====== DATA UNDER STUDY ======

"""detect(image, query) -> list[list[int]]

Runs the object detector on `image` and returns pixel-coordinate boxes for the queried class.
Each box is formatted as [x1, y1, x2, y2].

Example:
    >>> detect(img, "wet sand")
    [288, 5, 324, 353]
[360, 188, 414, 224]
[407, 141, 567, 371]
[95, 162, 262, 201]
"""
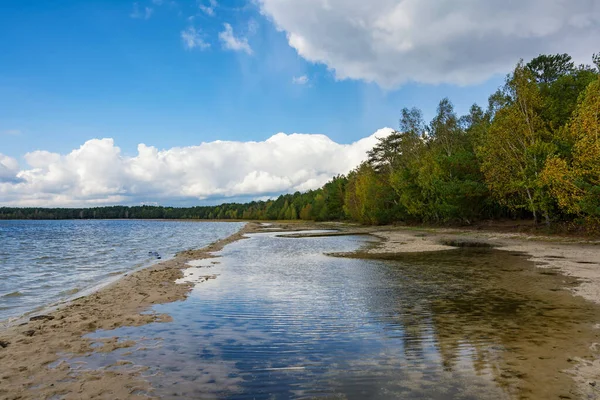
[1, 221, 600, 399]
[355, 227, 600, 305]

======
====== DATA UNDER STUDY ======

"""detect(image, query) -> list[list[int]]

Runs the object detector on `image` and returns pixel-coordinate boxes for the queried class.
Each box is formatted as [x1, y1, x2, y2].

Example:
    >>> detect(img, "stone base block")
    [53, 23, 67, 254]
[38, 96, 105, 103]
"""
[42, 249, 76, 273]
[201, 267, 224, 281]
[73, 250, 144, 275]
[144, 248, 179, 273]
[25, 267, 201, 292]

======
====== DATA UNDER STUDY ======

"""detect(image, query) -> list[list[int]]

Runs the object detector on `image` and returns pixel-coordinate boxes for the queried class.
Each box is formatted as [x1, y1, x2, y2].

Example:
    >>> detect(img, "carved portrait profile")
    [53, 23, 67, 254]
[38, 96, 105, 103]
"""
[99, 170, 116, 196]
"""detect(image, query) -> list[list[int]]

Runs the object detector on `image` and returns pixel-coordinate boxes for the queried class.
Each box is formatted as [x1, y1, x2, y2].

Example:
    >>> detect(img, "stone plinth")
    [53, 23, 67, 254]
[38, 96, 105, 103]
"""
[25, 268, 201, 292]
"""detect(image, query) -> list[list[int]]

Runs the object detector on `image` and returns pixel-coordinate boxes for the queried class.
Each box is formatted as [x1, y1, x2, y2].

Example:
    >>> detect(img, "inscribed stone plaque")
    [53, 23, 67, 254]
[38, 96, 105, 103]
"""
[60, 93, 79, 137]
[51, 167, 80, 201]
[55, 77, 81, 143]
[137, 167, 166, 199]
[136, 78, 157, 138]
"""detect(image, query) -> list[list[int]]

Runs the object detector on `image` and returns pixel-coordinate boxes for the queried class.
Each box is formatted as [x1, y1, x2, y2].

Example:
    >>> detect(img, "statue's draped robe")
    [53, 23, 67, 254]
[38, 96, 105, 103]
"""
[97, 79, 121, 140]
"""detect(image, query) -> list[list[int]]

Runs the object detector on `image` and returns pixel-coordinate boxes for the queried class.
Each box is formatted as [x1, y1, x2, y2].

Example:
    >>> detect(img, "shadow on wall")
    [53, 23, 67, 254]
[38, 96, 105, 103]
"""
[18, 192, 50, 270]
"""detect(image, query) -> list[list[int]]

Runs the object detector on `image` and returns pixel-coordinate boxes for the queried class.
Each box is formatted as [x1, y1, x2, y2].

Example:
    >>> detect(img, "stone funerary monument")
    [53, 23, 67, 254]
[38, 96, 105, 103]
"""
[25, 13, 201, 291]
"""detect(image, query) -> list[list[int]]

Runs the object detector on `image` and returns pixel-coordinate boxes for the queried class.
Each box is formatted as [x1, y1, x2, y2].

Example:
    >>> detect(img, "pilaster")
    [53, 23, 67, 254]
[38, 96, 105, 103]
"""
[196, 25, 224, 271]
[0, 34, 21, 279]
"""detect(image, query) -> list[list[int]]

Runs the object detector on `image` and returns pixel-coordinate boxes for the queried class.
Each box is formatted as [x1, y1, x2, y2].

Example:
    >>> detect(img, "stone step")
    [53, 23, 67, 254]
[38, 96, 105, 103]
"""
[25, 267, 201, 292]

======

Gather each line in the entries above where the string "stone" is found.

ANSWER BOX:
    >>> detect(img, "stone base block")
    >>> detect(img, "stone plinth")
    >>> detect(img, "inscribed stone plaque")
    >>> detect(img, "stone funerary monument")
    >>> detect(img, "stone step")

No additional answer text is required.